Instruções da tarefa.
Indique se as afirmações (a), (b) e (c) estão de acordo com o excerto sobre o dilema da mala de dinheiro. Responda sim ou não a cada uma e cite literalmente as palavras do excerto que decidem a resposta.
(a) Segundo o pensamento hobbesiano, o ser humano é levado pela sua natureza a fazer o mal.
(b) A cena do filme começa depois de Eduardo ter sido levado a cometer um roubo numa casa.
(c) Na tradução das opções de Bill, a opção c) surge como correta.

1.22.2009

Das Hipóteses de Bill -O dilema da mala de dinheiro e Eduardo Mãos de Tesoura

O que é estar certo ou errado? O que é que é o politicamente correcto ou incorrecto? Todas essas considerações surgem da sociedade ou de dentro de nós? Será o homem impelido a ser mau ou bom por natureza? Ou será que essa análise da natureza do homem só pode ser efectuada após a entrada do homem na sociedade?
Esta é uma discussão que já vem de outros séculos, e correndo o risco de repetir as mesmas ideias de outros, decidir expôr aqui um pequeno pensamento pessoal.
Pois bem, assim rudimentarmente existem duas considerações extremas; um pensamento hobbesiano que dita que o Estado da Natureza do Homem é do conflito, ou seja, antropologicamente reparamos que o ser humano é levado, pela sua natureza, a fazer o mal; um pensamento roussoueano ( se é que tal palavra existe) que nos leva à deliberação que o ser humano é bom ou mau por acção da sociedade onde está incluído e que por natureza é um bom selvagem.

Pois bem, dando aqui uma breve introdução destes dois pontos de vista, de uma forma muito simplista e curta, sigo agora para o que queria mostrar, que é uma cena do filme de Tim Burton - Eduardo Mãos-de-Tesoura. Para quem conhece o filme não vai ter problemas em reconhecer a cena, que começa após Eduardo ter "sido levado" para cometer um roubo numa casa, sendo apanhado posteriormente pela polícia e, assim, a família adoptiva de Eduardo tenta explicar-lhe ética:

" BILL
Okay, a little ethics. You are walking down the street. You find a suitcase full of money. There's nobody around. No human person is in evidence. What do you do? A You keep the money. B You use it to buy gifts for your friends and your loved ones. C You give it to the poor. D You turn it into the police.
Nesta altura, o pai (Bill) coloca um dilema a Eduardo, de modo a fazê-lo perceber o que é o "correcto", traduzindo o que Bill diz, ficamos com algo como o seguinte:
a) Errado
b)Errado
c)Errado
d) Correcto
Para Bill a primeira opção seria b), se fossemos colocar as opções por ordem de escolha, poderíamos ficar com algo como isto: d) c) b) a); é desta forma que vejo a moral de Bill;

KIM
That is really stupid.
PEG
Kim!

Conteúdo dos dados.
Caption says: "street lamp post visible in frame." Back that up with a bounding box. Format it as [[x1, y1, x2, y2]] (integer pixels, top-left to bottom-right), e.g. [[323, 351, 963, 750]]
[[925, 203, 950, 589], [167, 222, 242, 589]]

Tarefa resolvida.
(a) Sim: "antropologicamente reparamos que o ser humano é levado, pela sua natureza, a fazer o mal".
(b) Sim: "que começa após Eduardo ter "sido levado" para cometer um roubo numa casa".
(c) Não: "c)Errado".